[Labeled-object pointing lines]
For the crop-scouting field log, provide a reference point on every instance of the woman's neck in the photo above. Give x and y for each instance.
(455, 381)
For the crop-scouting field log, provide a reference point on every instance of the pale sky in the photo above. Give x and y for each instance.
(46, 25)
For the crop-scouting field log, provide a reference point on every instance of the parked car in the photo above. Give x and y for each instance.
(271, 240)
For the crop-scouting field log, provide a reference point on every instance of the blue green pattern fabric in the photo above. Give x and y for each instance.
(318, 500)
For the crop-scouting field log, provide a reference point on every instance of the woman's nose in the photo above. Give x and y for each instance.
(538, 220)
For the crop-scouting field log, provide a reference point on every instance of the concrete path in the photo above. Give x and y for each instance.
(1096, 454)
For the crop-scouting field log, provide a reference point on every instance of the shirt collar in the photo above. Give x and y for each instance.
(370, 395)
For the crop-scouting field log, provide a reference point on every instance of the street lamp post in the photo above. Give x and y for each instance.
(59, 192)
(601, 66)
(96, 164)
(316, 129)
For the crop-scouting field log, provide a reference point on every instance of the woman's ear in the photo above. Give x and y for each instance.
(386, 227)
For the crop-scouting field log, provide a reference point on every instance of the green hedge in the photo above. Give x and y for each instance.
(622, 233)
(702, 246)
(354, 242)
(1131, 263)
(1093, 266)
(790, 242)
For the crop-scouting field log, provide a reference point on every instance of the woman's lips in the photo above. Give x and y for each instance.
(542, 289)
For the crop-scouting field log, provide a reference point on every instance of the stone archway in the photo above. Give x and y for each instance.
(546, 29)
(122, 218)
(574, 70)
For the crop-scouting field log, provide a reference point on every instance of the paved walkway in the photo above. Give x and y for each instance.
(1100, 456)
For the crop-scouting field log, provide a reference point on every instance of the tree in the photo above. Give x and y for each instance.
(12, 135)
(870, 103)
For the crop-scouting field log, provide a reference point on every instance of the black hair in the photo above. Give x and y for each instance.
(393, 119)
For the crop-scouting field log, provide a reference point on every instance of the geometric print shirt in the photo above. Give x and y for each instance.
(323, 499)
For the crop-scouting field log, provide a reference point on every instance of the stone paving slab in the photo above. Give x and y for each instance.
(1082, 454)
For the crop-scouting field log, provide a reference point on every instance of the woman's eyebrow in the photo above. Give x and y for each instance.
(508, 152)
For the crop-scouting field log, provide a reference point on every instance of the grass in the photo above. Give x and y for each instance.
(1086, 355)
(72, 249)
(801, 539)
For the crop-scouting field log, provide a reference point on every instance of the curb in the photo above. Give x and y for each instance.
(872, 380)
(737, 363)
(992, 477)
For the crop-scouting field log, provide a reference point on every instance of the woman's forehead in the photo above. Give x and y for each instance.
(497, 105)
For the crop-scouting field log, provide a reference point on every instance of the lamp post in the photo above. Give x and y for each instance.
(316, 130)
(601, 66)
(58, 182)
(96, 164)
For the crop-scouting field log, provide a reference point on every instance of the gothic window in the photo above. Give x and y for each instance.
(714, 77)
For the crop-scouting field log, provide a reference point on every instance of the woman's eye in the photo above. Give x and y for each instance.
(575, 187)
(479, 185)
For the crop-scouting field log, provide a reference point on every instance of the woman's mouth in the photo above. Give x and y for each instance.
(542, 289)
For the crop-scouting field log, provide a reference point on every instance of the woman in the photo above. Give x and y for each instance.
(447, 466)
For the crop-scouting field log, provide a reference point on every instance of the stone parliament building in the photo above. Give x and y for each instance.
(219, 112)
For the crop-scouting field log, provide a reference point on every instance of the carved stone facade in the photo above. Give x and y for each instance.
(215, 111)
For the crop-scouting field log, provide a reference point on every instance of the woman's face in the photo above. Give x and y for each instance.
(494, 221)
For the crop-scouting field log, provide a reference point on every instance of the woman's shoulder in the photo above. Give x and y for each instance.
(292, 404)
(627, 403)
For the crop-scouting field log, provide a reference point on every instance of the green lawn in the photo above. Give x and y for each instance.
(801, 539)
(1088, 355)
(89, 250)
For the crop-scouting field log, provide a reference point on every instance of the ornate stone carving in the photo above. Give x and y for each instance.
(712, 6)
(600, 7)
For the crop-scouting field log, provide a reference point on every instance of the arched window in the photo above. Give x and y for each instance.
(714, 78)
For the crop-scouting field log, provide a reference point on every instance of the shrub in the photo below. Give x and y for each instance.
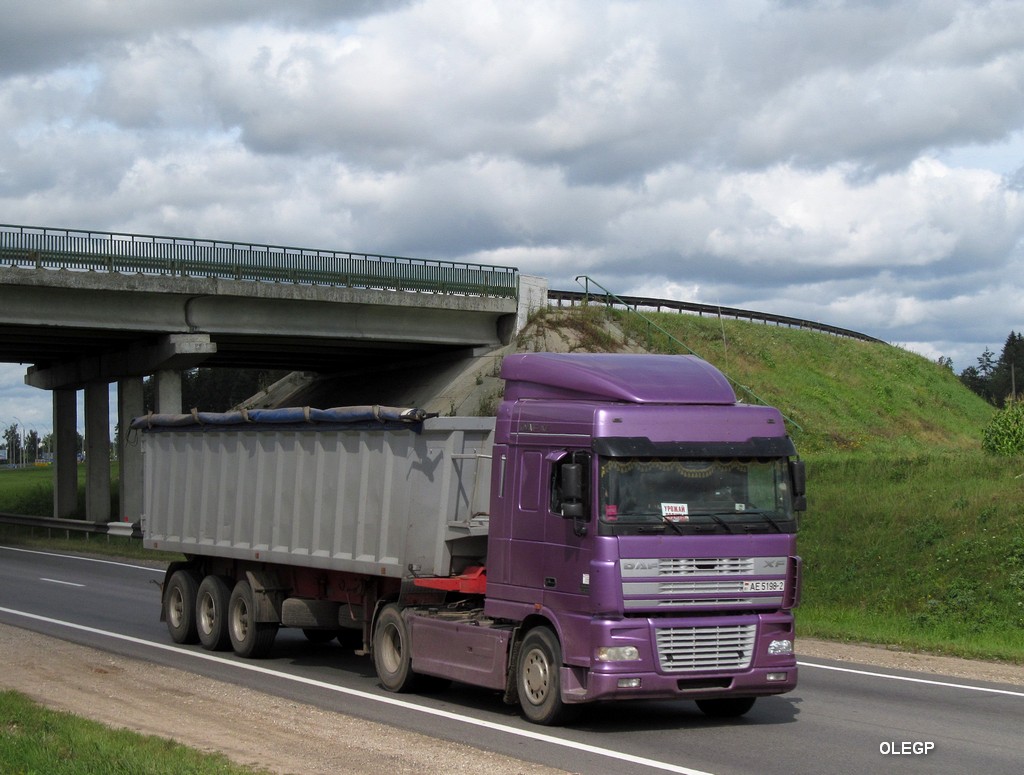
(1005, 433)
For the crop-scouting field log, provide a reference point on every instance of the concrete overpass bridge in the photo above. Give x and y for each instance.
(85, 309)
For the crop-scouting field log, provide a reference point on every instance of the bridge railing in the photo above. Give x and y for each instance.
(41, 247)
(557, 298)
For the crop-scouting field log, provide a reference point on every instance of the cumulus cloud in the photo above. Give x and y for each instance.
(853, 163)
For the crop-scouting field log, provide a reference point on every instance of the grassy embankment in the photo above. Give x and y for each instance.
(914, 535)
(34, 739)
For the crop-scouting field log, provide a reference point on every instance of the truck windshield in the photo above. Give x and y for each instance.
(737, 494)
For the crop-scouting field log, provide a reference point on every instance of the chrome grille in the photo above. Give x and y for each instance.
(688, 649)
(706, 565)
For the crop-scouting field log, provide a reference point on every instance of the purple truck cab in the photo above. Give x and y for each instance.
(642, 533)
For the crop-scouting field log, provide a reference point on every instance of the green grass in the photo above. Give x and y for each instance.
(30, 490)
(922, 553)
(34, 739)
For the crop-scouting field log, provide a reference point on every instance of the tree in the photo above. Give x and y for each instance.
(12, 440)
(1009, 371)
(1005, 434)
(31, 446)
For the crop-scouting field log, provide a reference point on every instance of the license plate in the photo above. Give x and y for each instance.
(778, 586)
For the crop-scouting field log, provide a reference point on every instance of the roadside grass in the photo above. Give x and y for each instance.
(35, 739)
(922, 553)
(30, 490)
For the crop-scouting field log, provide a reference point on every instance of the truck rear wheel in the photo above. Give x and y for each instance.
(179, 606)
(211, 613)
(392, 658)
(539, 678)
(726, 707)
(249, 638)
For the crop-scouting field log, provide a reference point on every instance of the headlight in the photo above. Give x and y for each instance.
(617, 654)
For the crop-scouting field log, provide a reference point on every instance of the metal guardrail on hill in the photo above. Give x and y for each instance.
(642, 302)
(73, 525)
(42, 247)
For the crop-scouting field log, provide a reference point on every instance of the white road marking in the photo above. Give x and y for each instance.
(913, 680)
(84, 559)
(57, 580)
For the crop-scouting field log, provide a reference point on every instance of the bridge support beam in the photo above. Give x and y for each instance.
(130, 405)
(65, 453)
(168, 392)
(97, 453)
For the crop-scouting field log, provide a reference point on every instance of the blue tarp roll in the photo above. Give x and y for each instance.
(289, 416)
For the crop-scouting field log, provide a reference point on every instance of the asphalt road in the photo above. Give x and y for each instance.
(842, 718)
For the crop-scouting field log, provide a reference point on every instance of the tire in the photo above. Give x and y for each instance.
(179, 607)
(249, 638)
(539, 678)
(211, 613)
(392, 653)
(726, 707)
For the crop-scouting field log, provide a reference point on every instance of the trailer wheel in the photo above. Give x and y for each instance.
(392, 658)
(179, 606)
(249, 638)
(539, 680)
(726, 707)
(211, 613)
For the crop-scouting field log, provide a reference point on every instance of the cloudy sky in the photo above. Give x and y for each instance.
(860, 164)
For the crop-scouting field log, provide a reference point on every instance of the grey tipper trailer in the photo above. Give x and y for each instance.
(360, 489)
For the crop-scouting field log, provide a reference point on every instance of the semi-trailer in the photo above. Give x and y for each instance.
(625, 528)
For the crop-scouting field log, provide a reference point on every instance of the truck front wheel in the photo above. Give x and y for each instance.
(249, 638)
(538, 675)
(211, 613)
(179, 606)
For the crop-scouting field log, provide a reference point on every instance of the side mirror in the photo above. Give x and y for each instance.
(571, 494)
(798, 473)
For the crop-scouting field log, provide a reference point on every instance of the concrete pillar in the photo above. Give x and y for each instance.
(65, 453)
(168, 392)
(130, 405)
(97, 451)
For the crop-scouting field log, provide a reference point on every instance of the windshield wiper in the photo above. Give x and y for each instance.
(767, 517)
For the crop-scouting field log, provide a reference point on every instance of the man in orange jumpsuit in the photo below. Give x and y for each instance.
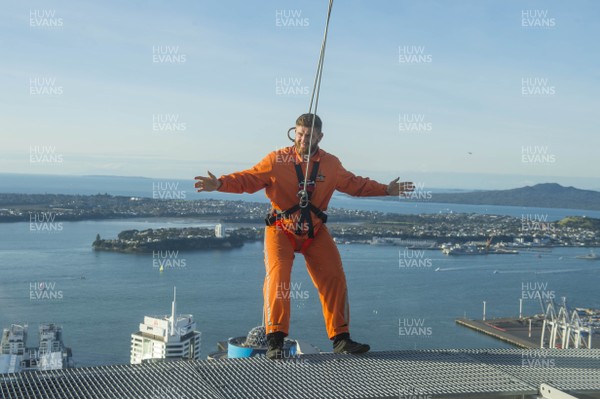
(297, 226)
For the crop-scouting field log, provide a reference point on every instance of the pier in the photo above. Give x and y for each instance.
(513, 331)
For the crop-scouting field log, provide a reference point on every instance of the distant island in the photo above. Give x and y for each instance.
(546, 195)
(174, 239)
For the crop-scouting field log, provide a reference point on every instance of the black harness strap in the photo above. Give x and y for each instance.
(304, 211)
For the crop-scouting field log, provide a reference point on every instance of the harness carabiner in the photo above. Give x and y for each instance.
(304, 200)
--
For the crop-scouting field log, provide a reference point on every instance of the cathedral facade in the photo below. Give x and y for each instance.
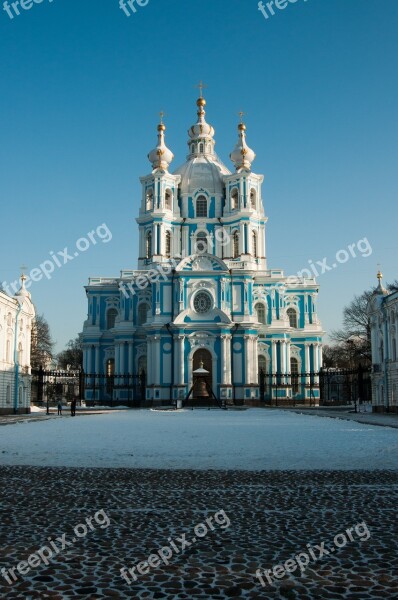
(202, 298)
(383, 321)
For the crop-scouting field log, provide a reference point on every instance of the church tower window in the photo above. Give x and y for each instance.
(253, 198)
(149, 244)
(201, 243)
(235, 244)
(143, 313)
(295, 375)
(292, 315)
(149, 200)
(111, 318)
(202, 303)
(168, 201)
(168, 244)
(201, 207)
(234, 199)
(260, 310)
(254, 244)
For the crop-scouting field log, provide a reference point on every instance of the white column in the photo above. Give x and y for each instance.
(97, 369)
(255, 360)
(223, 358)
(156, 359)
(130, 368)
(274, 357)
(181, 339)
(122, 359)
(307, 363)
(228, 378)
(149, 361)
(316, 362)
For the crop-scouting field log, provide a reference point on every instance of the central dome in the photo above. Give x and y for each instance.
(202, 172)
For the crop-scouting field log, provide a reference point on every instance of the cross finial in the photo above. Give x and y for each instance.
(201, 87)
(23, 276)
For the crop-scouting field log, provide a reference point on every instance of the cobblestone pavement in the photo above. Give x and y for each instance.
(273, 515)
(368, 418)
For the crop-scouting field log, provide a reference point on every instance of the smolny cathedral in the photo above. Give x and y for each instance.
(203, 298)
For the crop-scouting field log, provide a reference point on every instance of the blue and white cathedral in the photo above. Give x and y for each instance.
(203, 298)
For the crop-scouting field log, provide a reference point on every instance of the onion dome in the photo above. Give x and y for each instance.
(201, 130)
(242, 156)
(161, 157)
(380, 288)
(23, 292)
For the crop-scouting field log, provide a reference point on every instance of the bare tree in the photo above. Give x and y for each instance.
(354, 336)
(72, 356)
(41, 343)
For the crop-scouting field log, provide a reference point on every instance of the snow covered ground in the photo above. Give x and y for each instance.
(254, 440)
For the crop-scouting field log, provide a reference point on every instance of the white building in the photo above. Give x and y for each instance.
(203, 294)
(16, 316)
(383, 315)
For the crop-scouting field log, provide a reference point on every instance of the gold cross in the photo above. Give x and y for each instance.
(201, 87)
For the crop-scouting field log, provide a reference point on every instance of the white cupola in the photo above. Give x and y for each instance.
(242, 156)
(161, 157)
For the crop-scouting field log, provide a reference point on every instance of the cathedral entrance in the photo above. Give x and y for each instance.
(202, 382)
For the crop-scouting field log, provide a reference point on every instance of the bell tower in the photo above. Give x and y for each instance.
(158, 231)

### Exercise
Can you reproduce, word for word, the lines starting with the one containing "the woman's neck" and ending with the one containing "(1096, 454)", both included?

### Completed exercise
For the crop-scouting field log, provide a reference point on every instance of the woman's neck in the photo above. Give x and y for each instance.
(455, 381)
For the crop-scouting field log, provide a reference point on every instance of the pale sky in the photo above. Give x and y for each instance.
(46, 25)
For the crop-scouting field log, provide a reference point on every instance of the parked car in the photo above. Give x and y for each instance.
(271, 240)
For the crop-scouting field log, provide a reference point on every instance of the blue green pattern fabric in the photo above. Give x and y for each instance.
(318, 500)
For the crop-scouting field log, provide a reference point on every instance of the woman's nose in the photo above. Give x and y for each instance.
(538, 220)
For the crop-scouting field log, provide a reference point on every instance of the concrete path in the photo above. Give x and y for each instance.
(1096, 454)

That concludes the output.